#### About this exercise:
Each entry is to be restated word for word, with nothing omitted.

#### Point-per-instance localization data:
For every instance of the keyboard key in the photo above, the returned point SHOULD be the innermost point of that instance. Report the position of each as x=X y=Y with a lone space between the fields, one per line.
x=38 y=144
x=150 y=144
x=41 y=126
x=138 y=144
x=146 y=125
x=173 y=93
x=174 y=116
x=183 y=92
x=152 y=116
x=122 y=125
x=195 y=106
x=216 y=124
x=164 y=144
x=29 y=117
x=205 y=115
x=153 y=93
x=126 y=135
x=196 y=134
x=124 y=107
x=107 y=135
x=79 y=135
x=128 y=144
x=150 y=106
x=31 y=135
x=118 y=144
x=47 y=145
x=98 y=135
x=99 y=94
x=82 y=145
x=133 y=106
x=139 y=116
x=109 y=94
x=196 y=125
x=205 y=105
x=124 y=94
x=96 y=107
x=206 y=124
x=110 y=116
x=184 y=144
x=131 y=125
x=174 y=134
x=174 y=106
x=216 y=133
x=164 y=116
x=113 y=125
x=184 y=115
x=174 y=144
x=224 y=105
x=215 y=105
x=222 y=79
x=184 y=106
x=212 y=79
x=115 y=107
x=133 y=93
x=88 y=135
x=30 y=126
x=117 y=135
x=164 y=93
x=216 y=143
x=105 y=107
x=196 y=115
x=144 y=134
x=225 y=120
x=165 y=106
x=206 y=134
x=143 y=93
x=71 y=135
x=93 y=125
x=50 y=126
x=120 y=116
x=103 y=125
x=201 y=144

#### Result for this task:
For every instance of the keyboard key in the photo above, the returned point SHOULD be the innermost point of that instance. Report the position of each as x=X y=Y with a lone space between the fields, one per line.
x=38 y=144
x=150 y=144
x=41 y=126
x=138 y=144
x=146 y=125
x=173 y=93
x=174 y=116
x=183 y=92
x=152 y=116
x=122 y=125
x=195 y=106
x=216 y=124
x=164 y=144
x=29 y=117
x=205 y=115
x=153 y=93
x=126 y=135
x=196 y=134
x=124 y=107
x=107 y=135
x=79 y=135
x=128 y=144
x=150 y=106
x=31 y=135
x=118 y=144
x=47 y=145
x=98 y=135
x=99 y=94
x=82 y=145
x=133 y=106
x=139 y=116
x=109 y=94
x=196 y=125
x=205 y=105
x=124 y=94
x=96 y=107
x=206 y=124
x=110 y=116
x=184 y=144
x=131 y=125
x=174 y=134
x=174 y=106
x=216 y=133
x=164 y=116
x=113 y=125
x=184 y=115
x=174 y=144
x=224 y=105
x=215 y=105
x=222 y=79
x=184 y=106
x=212 y=79
x=115 y=107
x=133 y=93
x=88 y=135
x=30 y=126
x=117 y=135
x=164 y=93
x=216 y=143
x=105 y=107
x=196 y=115
x=144 y=134
x=225 y=120
x=165 y=106
x=206 y=134
x=143 y=93
x=71 y=135
x=93 y=125
x=50 y=126
x=120 y=116
x=103 y=125
x=201 y=144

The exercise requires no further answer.